DESCRIPTION OF THE TASK
Copy out everything in the dividend income piece from "I’ve just received" down to "Thank you, HSBC.", with "charming" replaced by "welcome".

DOCUMENT PASSAGE
I’ve just received a charming little gift, and it isn’t even my birthday. Better still, I don’t have to acknowledge receipt or write a thank you letter. Unusually for a present, I know its exact value too – £69.99. Thank you, HSBC.
In your gift
Why did they send it to me? Because I hold units in its low-cost unit trust tracker HSBC FTSE All-Share Index Fund. The money was my latest share of the dividends paid by the 566 companies whose fortunes it follows. Now £69.99 isn’t much in the wider scheme of things, but it forms a small but essential part of my plan to build a pension pot big enough to fund a comfortable retirement.
In an ideal world that would be worth £1m, although being a realistic chap, I’ll settle for a little less than that.
Little by little
So how do I turn £69.99 into a million pounds? The brief answer is… slowly. This is not the only investment fund I hold. Over the years, I’ve accumulated stakes in more than a dozen different direct shares, investment trusts and index tracking exchange traded funds (ETFs), nearly all of which send me regular cash payments, just like HSBC does. Over the year, they add up to a good few thousand pounds.
Since I have invested through a Stocks and Shares ISA, I don’t have to pay any tax on that income, for the rest of my life. This will be basic stuff for many of you, but it’s quite remarkable when you think about it. Money out of the blue, and over time it really adds up.
Roll up! Roll up!
For example, I hold £10,000 in the iShares Core FTSE 100 ETF, which tracks the UK’s blue-chip index and currently yields 4.37% a year. This means the fund will pay me for £437 this year, again, for doing nothing.

EXTRACTED INFORMATION
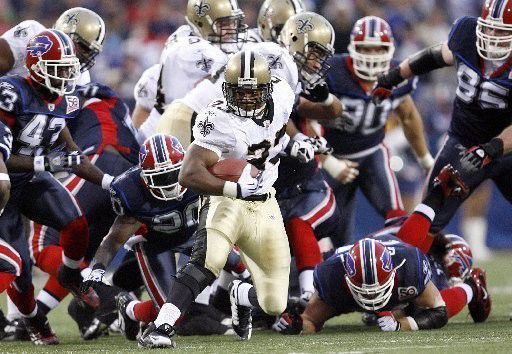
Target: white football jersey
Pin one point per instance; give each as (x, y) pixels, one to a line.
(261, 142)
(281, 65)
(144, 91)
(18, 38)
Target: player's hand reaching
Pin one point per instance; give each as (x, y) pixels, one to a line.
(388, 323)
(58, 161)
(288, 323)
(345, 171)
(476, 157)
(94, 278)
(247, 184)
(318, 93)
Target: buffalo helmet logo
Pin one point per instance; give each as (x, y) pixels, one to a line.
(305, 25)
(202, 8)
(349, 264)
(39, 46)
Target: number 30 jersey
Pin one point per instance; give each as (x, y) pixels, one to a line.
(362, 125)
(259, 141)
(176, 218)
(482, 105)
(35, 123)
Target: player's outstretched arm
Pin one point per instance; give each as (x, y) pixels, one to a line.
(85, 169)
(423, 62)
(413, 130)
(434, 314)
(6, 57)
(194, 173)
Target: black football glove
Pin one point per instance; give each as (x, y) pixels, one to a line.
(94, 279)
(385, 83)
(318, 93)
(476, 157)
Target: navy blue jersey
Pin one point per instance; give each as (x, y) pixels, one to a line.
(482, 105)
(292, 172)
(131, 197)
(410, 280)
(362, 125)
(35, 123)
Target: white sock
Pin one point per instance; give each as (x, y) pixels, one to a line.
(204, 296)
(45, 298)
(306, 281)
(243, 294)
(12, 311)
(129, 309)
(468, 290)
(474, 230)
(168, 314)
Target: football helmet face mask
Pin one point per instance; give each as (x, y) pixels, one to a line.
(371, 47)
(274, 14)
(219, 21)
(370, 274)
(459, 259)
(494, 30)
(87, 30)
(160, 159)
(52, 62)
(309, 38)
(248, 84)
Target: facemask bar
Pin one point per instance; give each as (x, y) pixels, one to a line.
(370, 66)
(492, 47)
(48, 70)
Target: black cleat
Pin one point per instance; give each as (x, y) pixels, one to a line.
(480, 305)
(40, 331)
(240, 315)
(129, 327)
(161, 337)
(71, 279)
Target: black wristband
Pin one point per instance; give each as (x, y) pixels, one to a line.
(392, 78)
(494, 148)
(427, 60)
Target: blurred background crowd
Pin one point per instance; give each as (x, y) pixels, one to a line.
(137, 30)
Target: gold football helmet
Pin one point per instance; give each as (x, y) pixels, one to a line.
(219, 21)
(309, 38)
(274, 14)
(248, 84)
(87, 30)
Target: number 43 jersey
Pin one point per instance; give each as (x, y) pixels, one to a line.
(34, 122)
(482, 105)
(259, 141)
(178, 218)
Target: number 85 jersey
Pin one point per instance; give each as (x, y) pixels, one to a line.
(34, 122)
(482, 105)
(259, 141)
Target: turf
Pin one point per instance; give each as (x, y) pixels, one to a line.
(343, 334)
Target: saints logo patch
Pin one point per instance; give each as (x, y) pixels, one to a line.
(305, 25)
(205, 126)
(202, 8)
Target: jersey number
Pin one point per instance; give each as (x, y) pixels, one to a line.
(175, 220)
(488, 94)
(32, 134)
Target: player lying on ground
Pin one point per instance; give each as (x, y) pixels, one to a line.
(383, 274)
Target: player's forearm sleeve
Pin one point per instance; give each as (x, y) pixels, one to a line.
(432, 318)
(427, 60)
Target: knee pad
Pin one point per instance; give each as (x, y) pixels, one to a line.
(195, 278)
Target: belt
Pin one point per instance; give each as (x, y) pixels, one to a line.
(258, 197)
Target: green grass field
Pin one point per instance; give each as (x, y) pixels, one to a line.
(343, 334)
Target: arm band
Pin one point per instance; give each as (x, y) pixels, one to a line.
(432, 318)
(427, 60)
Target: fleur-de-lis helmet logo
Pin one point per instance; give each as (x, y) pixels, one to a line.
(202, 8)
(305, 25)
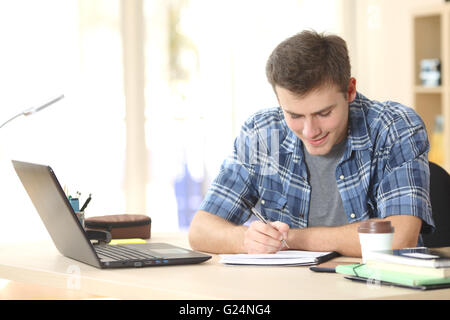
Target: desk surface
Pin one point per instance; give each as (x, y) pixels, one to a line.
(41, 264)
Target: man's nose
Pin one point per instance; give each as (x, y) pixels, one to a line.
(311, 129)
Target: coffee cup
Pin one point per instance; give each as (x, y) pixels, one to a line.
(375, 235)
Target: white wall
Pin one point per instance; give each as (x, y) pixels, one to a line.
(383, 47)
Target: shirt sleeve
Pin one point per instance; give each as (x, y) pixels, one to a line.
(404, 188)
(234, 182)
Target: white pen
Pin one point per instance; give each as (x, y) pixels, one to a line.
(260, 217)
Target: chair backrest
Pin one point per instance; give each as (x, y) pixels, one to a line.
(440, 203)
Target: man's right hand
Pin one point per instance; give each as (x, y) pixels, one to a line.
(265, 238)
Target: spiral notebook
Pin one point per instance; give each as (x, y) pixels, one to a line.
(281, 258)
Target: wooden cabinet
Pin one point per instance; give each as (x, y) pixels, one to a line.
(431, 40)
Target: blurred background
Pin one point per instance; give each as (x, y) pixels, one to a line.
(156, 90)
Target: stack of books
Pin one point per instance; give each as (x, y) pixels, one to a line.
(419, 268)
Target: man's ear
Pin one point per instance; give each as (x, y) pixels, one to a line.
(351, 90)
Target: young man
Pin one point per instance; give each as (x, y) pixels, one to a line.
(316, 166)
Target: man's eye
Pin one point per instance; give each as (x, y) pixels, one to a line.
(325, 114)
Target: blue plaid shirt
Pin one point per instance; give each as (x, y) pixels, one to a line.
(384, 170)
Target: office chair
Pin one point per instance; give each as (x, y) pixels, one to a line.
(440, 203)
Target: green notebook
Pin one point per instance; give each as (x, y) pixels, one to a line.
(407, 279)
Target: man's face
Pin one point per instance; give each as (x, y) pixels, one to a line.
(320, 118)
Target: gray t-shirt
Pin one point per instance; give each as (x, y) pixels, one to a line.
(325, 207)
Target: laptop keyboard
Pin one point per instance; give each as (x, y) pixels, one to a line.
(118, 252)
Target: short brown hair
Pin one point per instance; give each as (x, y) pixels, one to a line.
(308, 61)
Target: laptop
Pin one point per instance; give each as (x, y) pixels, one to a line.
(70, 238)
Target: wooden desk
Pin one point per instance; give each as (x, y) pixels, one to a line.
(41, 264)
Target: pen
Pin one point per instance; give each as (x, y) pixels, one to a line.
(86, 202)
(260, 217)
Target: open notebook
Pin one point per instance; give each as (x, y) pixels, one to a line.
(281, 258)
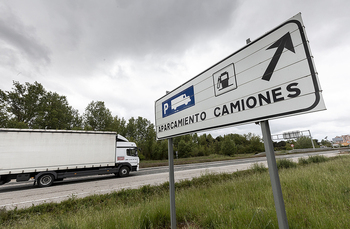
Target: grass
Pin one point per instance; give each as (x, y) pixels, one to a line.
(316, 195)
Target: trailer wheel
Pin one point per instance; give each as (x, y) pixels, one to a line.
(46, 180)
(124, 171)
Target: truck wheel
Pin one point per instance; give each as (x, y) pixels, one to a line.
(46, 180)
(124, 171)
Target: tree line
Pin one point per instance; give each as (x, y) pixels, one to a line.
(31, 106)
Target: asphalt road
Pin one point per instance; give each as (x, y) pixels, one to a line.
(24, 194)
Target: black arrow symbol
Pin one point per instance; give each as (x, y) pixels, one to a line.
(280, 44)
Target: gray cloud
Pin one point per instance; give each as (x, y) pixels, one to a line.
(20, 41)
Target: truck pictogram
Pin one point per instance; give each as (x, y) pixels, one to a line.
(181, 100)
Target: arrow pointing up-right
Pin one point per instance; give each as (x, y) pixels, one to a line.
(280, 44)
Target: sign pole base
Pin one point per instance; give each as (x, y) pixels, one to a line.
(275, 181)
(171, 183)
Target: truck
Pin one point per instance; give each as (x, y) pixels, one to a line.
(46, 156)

FINAL ANSWER
I’ve just received a welcome little gift, and it isn’t even my birthday. Better still, I don’t have to acknowledge receipt or write a thank you letter. Unusually for a present, I know its exact value too – £69.99. Thank you, HSBC.